- **Source text**
+ + + + + + +

The AMBER centre has been set the task of creating scratch-free surfaces to overhaul the optics and auto industries as part of an €8.2m EU fund.
Trinity College Dublin’s (TCD) AMBER centre has done pretty well for itself over the years, and is now set to receive new funding to pilot the mass production of anti-reflective, scratch- and abrasion-resistant surfaces that can be applied on camera lenses, car components and mobile phones.
Current anti-reflection solutions typically rely on thin-film coatings comprising multiple layers of materials deposited onto each and every reflecting surface along the optical path.
Production methods for this technology in its current state are not commercially viable as they are energy-intensive and highly precise.
Called Sun-Pilot, the €8.2m project will span four years, raised mostly from the EU Horizon 2020 (H2020) programme, with an additional €1.1m coming from industry.
Its focus will be developing new technologies for the optics and automotive industries, where strong surfaces are expected to have the greatest impact.
Largest TCD funding to date
Led by AMBER’s senior research fellow, Dr Parvaneh Mokarian, the project will involve 13 partners from six European countries, with AMBER receiving €2.1m of the total sum.
This makes it the largest amount TCD has received as part of a collaborative H2020 project.
“Sun-Pilot will look to reduce the cost of anti-reflective precision optics manufacture by at least 75pc by replacing complex and demanding anti-reflective multilayer coatings with a single nano-patterned surface,” Mokarian said.
“We are confident that our research will have a major impact for both the optics industry and in the automotive industry.”
Cheap to make
Sun-Pilot will develop the new anti-reflection and scratch-resistant technologies using the Zeroptica surface nano-patterning process developed and patented by Mokarian in AMBER, which can be applied across a range of materials.
The technology is based on structured molecular units called block copolymers, which can deliver self-assembled nano-patterned masks onto any curved surface or other large areas such as solar cells.
“It is also cheap and doesn’t require any expensive equipment,” Mokarian added.
“Other available techniques used today either use harsh chemicals for patterning, which are not environmentally friendly or require expensive equipment or can only be applied on flat surfaces.”
Its uses within the auto industry could involve developing nano-patterning moulds for injection moulding of plastic parts to achieve functionality such as soft touch or enhanced colour.

+ + + + + + +

- **Given data**
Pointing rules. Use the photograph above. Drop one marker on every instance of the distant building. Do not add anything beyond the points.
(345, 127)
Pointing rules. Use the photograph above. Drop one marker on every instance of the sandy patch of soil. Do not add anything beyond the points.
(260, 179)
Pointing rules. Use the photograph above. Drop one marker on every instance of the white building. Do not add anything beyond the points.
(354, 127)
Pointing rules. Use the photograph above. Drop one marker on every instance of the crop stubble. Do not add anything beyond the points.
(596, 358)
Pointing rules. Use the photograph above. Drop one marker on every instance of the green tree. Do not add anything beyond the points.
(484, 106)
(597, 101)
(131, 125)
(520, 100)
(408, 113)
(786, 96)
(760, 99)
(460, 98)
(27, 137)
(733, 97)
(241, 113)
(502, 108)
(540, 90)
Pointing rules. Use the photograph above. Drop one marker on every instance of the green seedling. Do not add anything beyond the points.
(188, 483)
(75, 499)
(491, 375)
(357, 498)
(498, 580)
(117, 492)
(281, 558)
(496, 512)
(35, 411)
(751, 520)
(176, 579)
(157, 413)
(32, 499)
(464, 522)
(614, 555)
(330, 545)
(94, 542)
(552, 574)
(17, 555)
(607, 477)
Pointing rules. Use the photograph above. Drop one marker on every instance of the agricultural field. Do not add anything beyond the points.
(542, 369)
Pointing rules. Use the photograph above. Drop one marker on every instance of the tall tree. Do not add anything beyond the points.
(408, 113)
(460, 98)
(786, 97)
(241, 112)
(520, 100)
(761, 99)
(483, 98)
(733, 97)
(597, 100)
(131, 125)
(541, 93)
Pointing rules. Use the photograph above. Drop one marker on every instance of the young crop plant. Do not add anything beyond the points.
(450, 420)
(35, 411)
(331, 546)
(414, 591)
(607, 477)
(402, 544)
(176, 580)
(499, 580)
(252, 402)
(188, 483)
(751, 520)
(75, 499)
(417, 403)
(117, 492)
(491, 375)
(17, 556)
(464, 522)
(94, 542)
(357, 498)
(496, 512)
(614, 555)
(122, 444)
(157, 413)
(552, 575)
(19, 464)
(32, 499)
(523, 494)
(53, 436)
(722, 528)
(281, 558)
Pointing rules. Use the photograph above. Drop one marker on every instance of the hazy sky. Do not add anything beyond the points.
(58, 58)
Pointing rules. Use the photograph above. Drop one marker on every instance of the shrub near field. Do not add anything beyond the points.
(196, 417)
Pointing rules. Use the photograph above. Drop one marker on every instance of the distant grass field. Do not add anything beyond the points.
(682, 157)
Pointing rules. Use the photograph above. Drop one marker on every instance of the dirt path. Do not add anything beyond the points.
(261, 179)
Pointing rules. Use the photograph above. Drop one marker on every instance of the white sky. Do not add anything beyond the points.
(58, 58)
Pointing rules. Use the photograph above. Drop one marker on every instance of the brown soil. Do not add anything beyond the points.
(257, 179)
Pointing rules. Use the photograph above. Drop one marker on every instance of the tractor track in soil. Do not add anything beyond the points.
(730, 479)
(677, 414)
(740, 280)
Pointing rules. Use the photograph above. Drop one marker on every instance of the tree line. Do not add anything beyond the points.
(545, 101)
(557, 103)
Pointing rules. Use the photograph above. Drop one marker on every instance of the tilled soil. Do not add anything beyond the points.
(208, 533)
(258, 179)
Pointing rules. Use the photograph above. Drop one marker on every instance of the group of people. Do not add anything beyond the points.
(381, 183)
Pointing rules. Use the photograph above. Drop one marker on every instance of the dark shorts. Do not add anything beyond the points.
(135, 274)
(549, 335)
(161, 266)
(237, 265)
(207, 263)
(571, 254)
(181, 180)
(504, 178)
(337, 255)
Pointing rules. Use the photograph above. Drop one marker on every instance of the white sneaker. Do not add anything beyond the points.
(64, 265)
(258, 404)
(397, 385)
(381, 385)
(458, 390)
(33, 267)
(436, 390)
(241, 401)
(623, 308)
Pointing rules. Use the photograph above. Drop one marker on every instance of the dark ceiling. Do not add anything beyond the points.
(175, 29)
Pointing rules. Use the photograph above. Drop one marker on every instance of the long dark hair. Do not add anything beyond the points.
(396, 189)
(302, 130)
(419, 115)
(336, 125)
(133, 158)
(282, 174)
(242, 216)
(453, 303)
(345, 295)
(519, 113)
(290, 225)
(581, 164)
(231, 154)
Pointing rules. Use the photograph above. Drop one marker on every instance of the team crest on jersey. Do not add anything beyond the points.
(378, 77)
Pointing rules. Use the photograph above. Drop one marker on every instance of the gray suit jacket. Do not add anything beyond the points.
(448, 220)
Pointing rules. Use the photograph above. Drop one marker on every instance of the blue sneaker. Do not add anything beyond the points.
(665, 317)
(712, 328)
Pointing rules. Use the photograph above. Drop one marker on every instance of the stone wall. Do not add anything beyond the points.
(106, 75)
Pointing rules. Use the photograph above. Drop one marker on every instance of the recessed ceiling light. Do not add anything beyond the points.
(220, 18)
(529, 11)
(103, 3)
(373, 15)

+ + + + + + +

- **Task goal**
Reproduce word for word the passage of the Sun-Pilot article above, starting at "Current anti-reflection solutions" and ending at "coming from industry.".

- **Output of the task**
Current anti-reflection solutions typically rely on thin-film coatings comprising multiple layers of materials deposited onto each and every reflecting surface along the optical path.
Production methods for this technology in its current state are not commercially viable as they are energy-intensive and highly precise.
Called Sun-Pilot, the €8.2m project will span four years, raised mostly from the EU Horizon 2020 (H2020) programme, with an additional €1.1m coming from industry.